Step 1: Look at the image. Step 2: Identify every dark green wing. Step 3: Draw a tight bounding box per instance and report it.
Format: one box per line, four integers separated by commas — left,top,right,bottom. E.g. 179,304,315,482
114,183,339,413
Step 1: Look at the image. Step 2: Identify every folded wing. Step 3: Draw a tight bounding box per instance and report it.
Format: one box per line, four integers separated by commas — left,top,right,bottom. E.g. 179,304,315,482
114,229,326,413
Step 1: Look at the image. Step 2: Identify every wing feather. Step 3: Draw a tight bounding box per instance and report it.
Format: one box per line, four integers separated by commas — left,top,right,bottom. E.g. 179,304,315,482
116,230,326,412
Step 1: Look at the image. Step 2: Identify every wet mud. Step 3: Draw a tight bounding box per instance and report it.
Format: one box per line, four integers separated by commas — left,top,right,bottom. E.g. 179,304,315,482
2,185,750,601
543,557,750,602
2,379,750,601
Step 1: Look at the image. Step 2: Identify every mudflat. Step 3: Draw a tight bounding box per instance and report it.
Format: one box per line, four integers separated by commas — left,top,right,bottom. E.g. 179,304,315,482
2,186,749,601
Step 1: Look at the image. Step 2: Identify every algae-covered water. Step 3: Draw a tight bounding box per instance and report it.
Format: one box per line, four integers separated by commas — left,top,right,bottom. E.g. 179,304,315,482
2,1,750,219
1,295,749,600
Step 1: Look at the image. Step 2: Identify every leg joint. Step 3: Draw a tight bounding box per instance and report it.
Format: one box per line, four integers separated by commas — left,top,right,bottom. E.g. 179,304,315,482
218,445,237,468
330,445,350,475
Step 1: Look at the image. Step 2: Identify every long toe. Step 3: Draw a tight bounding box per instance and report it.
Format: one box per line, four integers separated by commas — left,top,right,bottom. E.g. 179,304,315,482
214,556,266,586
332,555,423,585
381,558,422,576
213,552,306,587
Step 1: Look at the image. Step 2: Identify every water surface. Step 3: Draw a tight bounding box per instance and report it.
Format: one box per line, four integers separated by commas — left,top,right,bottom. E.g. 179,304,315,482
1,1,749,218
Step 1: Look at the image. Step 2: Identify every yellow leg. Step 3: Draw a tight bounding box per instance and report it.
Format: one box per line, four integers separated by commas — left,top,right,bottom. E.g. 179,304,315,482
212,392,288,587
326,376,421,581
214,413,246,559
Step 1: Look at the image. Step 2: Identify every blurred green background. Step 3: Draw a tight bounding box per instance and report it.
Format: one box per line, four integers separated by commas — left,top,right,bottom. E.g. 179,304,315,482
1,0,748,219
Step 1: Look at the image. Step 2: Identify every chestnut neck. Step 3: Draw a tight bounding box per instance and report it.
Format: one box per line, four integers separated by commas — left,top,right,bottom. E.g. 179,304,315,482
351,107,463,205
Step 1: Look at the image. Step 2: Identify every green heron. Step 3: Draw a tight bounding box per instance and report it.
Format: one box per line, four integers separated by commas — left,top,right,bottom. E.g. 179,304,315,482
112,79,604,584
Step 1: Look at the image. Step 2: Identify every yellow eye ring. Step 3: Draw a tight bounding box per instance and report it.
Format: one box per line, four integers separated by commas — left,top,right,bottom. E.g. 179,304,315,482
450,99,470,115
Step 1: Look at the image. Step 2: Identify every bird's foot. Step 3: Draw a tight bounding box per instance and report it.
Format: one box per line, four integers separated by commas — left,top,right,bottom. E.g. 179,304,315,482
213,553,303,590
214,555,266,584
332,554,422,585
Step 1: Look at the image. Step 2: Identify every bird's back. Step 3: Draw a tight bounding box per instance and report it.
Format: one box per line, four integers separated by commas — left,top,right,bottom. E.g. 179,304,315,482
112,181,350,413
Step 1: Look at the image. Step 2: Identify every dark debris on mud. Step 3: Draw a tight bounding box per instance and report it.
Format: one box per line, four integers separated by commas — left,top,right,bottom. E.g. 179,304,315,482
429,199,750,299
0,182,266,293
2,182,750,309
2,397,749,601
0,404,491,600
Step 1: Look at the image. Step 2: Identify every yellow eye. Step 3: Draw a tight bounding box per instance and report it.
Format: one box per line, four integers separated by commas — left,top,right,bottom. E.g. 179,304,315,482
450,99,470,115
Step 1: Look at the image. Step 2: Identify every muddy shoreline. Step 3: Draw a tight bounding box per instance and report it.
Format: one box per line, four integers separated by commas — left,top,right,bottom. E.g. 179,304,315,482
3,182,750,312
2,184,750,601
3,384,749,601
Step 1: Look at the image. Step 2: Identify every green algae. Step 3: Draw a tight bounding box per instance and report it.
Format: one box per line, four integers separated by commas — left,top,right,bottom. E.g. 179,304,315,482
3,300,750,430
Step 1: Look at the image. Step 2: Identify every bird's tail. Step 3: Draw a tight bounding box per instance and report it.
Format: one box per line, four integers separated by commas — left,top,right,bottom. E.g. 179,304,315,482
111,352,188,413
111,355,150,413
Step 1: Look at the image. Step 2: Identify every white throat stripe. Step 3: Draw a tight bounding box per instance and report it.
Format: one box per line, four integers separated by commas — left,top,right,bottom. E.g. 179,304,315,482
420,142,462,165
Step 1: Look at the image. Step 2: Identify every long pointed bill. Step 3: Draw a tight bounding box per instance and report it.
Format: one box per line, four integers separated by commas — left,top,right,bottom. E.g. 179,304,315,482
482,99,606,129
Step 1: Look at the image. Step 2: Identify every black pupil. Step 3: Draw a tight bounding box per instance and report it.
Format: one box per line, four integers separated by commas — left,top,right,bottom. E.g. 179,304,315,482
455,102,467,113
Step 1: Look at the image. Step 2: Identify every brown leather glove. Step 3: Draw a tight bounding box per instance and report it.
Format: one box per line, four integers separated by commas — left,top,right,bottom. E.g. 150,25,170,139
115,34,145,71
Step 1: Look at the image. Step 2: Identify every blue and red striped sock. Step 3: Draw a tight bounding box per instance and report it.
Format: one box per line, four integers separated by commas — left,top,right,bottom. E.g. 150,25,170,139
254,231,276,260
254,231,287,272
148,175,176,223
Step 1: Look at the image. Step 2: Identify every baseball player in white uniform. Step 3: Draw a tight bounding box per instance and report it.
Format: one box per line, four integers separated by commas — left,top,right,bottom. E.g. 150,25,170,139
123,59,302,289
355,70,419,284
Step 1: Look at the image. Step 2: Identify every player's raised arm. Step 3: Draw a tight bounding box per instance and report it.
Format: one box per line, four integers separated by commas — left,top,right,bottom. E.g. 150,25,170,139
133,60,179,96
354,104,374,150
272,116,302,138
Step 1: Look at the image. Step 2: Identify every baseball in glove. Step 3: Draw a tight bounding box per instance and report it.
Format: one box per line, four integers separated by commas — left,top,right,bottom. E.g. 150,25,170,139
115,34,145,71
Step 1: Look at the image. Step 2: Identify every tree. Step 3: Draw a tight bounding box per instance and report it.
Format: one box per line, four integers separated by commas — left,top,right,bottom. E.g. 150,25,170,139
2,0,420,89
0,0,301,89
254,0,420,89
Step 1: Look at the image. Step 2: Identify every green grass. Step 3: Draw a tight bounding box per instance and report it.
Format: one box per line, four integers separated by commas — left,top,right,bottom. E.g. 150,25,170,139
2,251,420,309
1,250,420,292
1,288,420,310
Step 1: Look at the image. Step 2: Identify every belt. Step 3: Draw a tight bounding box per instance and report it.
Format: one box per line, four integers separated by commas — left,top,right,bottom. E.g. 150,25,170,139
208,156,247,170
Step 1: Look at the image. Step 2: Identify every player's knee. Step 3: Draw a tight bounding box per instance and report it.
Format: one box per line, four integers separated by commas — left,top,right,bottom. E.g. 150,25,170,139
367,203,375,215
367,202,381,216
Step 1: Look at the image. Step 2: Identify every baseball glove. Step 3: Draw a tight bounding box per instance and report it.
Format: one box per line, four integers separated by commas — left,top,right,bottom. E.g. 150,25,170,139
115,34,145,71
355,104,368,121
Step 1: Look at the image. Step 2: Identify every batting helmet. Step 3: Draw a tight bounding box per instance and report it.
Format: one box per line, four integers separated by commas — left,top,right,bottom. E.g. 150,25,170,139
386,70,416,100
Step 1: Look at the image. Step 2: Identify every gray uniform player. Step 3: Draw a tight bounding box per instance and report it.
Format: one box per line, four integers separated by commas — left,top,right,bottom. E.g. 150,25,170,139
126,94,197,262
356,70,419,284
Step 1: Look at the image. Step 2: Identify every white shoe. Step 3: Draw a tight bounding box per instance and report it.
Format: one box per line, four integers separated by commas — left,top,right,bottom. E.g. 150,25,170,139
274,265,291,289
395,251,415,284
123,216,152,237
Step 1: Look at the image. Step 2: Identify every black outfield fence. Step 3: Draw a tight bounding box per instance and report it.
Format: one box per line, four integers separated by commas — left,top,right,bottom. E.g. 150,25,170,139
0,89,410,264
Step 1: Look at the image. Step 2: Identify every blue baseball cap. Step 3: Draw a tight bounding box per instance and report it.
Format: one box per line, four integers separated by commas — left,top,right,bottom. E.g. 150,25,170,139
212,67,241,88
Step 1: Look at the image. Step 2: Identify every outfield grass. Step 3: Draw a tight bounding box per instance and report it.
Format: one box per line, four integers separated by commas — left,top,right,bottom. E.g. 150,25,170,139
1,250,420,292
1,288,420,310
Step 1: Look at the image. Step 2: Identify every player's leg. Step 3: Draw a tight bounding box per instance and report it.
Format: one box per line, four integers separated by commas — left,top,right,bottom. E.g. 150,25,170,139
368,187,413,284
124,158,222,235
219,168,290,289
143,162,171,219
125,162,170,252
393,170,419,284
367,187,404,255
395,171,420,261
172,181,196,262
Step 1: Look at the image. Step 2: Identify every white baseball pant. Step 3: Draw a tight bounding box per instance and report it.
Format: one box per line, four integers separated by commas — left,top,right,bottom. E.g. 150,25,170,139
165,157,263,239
::::
→ **Work request**:
Each line above where the word "yellow" occurs should be returned in full.

→ **Task solution**:
Step 1: Look at the image. Step 2: Identify every yellow leg. Step 3: Draw a tight bounding box per instance and report it.
Step 1: Look at the image. Step 2: Identify every yellow eye ring. Step 3: Draw a tight bounding box per instance and report it.
Step 1: Look at the image. Step 2: Identify every yellow eye. Step 3: Draw a tight bounding box per instance and report it.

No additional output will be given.